▸ **WHAT NEEDS TO BE DONE**:
When you find the word "shears" in a line of the entries, please copy the whole line.
====== MATERIAL PROVIDED
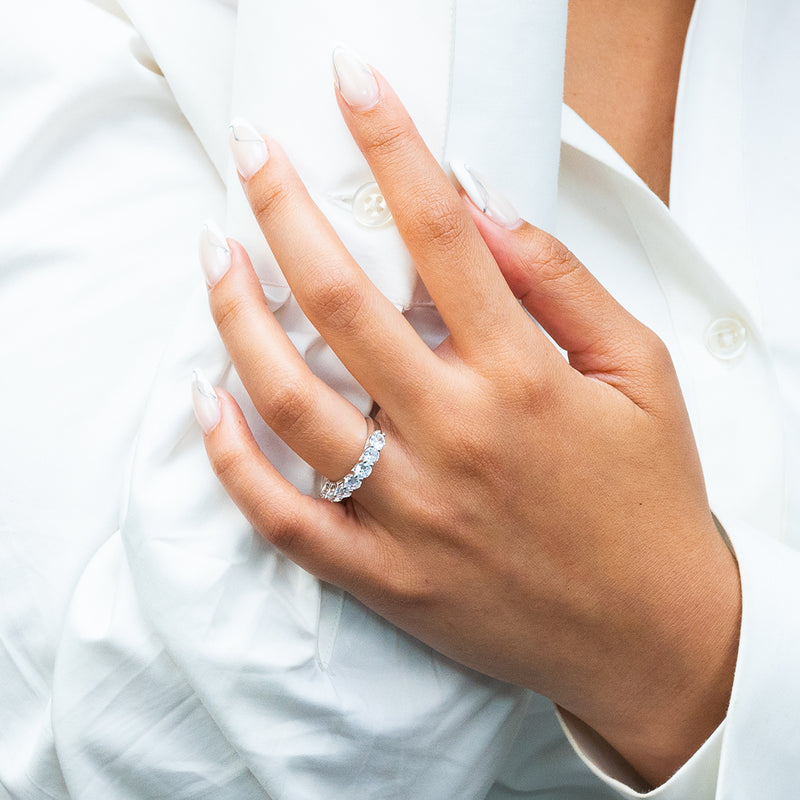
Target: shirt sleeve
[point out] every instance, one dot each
(755, 752)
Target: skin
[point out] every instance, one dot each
(622, 68)
(578, 556)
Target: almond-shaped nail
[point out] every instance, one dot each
(485, 197)
(215, 255)
(354, 78)
(249, 149)
(205, 402)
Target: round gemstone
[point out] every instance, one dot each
(370, 456)
(362, 470)
(351, 483)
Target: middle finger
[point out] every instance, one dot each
(371, 337)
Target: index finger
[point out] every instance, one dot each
(454, 262)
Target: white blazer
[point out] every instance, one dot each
(195, 661)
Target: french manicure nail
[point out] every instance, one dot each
(205, 402)
(354, 78)
(487, 199)
(249, 149)
(215, 255)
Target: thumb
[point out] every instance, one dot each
(599, 335)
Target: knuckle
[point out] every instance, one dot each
(657, 351)
(281, 529)
(388, 141)
(556, 263)
(228, 312)
(268, 198)
(227, 465)
(336, 299)
(289, 406)
(441, 224)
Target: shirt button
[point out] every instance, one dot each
(726, 338)
(369, 207)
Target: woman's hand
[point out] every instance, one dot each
(541, 521)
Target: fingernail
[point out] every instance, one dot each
(487, 199)
(355, 79)
(249, 149)
(215, 255)
(205, 402)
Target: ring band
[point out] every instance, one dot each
(336, 491)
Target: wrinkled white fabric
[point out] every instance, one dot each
(179, 655)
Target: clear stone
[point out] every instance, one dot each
(377, 440)
(351, 483)
(370, 456)
(362, 470)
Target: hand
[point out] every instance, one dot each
(543, 522)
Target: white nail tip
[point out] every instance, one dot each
(215, 255)
(354, 78)
(486, 198)
(249, 149)
(205, 402)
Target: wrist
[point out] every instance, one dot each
(673, 691)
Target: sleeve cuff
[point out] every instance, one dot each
(754, 752)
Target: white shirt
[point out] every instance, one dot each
(183, 657)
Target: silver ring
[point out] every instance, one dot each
(336, 491)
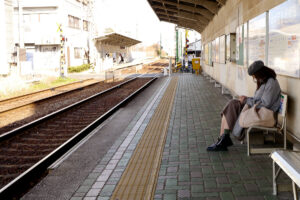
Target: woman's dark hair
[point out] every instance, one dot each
(263, 75)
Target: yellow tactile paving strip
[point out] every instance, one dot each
(139, 178)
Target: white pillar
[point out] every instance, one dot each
(3, 51)
(170, 66)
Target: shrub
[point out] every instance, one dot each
(79, 68)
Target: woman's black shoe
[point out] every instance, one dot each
(227, 140)
(218, 146)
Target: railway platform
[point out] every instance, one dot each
(155, 147)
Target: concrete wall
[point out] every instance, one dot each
(6, 39)
(235, 77)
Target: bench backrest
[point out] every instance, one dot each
(283, 104)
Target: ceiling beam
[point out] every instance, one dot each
(187, 15)
(181, 18)
(211, 6)
(222, 2)
(202, 11)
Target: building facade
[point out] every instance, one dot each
(245, 31)
(44, 26)
(6, 39)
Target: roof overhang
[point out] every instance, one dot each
(192, 14)
(116, 39)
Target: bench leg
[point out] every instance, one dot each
(248, 142)
(274, 179)
(295, 192)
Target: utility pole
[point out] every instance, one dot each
(20, 50)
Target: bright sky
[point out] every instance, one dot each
(134, 18)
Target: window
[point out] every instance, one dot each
(85, 25)
(77, 53)
(74, 22)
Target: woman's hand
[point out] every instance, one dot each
(242, 99)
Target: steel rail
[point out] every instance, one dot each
(49, 97)
(40, 91)
(40, 167)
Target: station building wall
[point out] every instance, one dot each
(234, 76)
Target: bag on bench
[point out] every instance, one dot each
(256, 117)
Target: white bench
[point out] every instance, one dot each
(276, 129)
(289, 162)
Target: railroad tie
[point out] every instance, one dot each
(140, 176)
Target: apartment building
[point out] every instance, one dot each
(6, 39)
(39, 32)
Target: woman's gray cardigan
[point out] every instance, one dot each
(268, 95)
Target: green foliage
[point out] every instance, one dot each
(79, 68)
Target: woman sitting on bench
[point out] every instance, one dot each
(267, 95)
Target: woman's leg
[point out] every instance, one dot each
(224, 125)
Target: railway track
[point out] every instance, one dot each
(33, 106)
(27, 151)
(14, 102)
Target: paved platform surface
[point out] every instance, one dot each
(187, 170)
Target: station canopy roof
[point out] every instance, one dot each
(116, 39)
(192, 14)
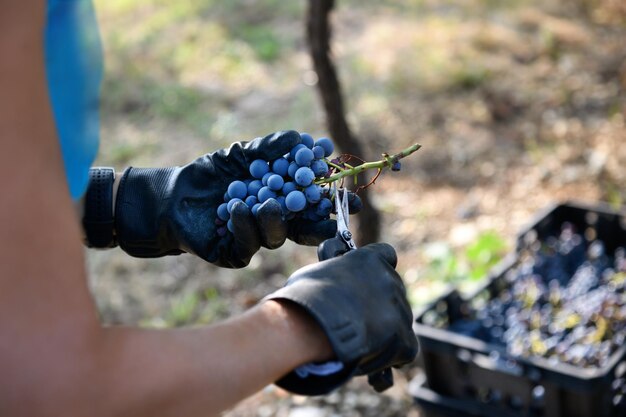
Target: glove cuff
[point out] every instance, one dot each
(316, 384)
(98, 222)
(345, 336)
(140, 224)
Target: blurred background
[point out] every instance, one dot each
(518, 104)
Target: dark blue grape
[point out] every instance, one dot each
(293, 167)
(237, 189)
(265, 194)
(275, 182)
(251, 200)
(222, 212)
(254, 187)
(266, 177)
(295, 201)
(324, 207)
(231, 203)
(282, 200)
(304, 176)
(280, 166)
(307, 140)
(318, 152)
(319, 168)
(258, 168)
(295, 149)
(313, 193)
(289, 187)
(304, 157)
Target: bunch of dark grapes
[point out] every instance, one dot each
(565, 301)
(290, 180)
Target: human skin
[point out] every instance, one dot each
(56, 357)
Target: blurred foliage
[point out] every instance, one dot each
(471, 262)
(509, 97)
(465, 267)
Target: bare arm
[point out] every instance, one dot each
(55, 357)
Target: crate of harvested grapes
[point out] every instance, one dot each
(545, 335)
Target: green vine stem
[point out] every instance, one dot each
(386, 162)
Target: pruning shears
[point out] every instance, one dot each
(342, 243)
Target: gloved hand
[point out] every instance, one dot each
(167, 211)
(360, 302)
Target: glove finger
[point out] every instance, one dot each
(272, 227)
(310, 233)
(386, 251)
(247, 240)
(355, 204)
(272, 146)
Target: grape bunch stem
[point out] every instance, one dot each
(386, 162)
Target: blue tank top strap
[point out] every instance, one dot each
(74, 68)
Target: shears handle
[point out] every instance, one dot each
(331, 248)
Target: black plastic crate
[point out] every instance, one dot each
(432, 404)
(466, 368)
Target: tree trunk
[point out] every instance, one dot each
(318, 37)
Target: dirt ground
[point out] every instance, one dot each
(516, 108)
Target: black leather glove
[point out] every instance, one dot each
(360, 302)
(168, 211)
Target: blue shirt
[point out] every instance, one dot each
(74, 73)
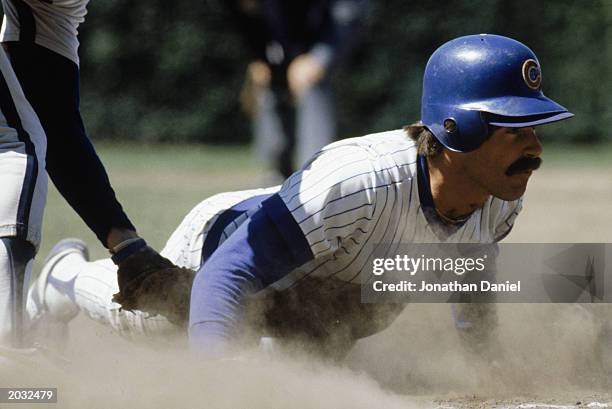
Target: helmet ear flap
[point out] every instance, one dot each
(457, 129)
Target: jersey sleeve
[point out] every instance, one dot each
(508, 212)
(332, 198)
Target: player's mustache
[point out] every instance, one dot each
(523, 164)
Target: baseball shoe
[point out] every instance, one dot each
(49, 308)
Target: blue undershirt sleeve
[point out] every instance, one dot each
(262, 250)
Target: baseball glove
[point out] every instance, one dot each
(151, 283)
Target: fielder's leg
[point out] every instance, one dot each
(69, 283)
(15, 267)
(23, 183)
(315, 121)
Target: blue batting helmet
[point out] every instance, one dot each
(478, 80)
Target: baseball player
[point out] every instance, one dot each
(289, 260)
(41, 39)
(23, 186)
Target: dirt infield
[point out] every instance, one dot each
(548, 355)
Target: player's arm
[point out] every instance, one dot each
(282, 235)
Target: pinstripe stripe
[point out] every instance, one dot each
(7, 105)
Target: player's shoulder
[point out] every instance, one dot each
(376, 142)
(384, 149)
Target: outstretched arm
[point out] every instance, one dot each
(263, 250)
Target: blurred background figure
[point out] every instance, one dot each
(287, 92)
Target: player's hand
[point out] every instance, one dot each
(151, 283)
(304, 72)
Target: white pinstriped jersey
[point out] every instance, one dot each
(56, 23)
(353, 195)
(359, 193)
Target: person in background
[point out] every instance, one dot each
(294, 47)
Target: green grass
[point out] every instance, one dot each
(157, 186)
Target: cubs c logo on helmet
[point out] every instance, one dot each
(532, 74)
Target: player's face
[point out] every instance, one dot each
(503, 164)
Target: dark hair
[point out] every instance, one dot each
(427, 144)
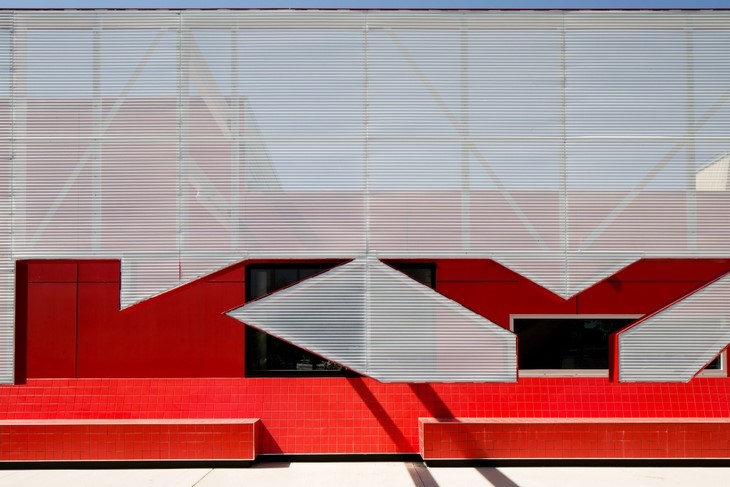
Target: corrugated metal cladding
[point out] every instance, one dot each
(377, 321)
(564, 144)
(676, 343)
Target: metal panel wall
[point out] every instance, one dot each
(563, 144)
(676, 343)
(377, 321)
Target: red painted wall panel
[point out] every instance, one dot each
(51, 338)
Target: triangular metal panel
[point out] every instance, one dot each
(376, 321)
(566, 273)
(675, 344)
(324, 314)
(418, 335)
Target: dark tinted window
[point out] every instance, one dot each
(580, 343)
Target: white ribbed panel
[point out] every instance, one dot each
(675, 344)
(7, 266)
(181, 141)
(566, 273)
(377, 321)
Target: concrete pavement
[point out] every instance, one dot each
(351, 474)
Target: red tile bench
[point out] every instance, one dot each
(128, 439)
(574, 438)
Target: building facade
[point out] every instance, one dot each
(464, 234)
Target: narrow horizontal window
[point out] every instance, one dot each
(565, 344)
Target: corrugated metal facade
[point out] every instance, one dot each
(565, 145)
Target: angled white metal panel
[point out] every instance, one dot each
(376, 321)
(415, 334)
(568, 273)
(324, 314)
(676, 343)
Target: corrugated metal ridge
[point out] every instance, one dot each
(375, 320)
(661, 310)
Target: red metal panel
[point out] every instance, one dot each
(51, 330)
(182, 333)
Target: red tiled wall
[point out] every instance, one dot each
(187, 357)
(353, 415)
(128, 440)
(576, 439)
============
▸ **WRITTEN ANSWER**:
Target: pruning shears
Target: shears handle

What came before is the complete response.